Por isso, proposta de inovação legislativa possui os seguintes 12 pontos:

  • Formalização da relação de trabalho;
  • Acesso à Previdência Social;
  • Garantias de remuneração;
  • Definição da jornada de trabalho e descanso semanal;
  • Responsabilidade por custos e equipamentos;
  • Seguro de acidentes de trabalho;
  • Auxílio-doença e auxílio-acidente;
  • Garantias contra desligamento abusivo;
  • Condições de trabalho e serviço de apoio;
  • Liberdade de associação e sindical;
  • Direito à informação e transparência do algoritmo; e
  • Registro profissional e Carteira de Habilitação.

**Material fornecido:**
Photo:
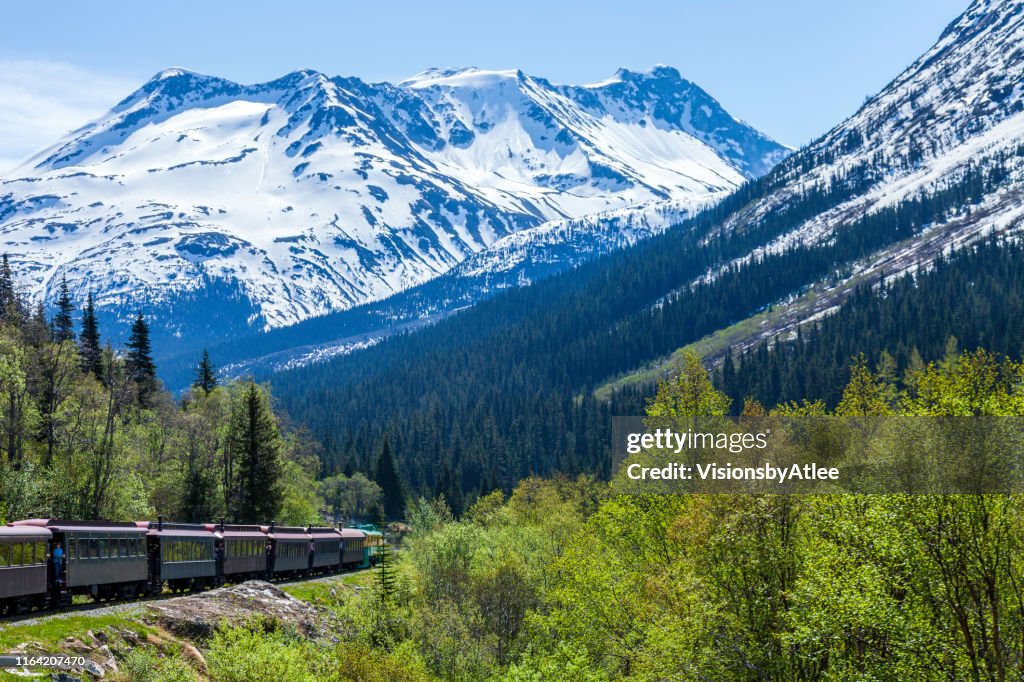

**Tarefa solicitada:** Reproduza sem alterações a parte do trecho sobre a proposta de inovação legislativa que começa em "Por isso, proposta" e segue até "Carteira de Habilitação.".

**Resposta à tarefa:**
Por isso, proposta de inovação legislativa possui os seguintes 12 pontos:

  • Formalização da relação de trabalho;
  • Acesso à Previdência Social;
  • Garantias de remuneração;
  • Definição da jornada de trabalho e descanso semanal;
  • Responsabilidade por custos e equipamentos;
  • Seguro de acidentes de trabalho;
  • Auxílio-doença e auxílio-acidente;
  • Garantias contra desligamento abusivo;
  • Condições de trabalho e serviço de apoio;
  • Liberdade de associação e sindical;
  • Direito à informação e transparência do algoritmo; e
  • Registro profissional e Carteira de Habilitação.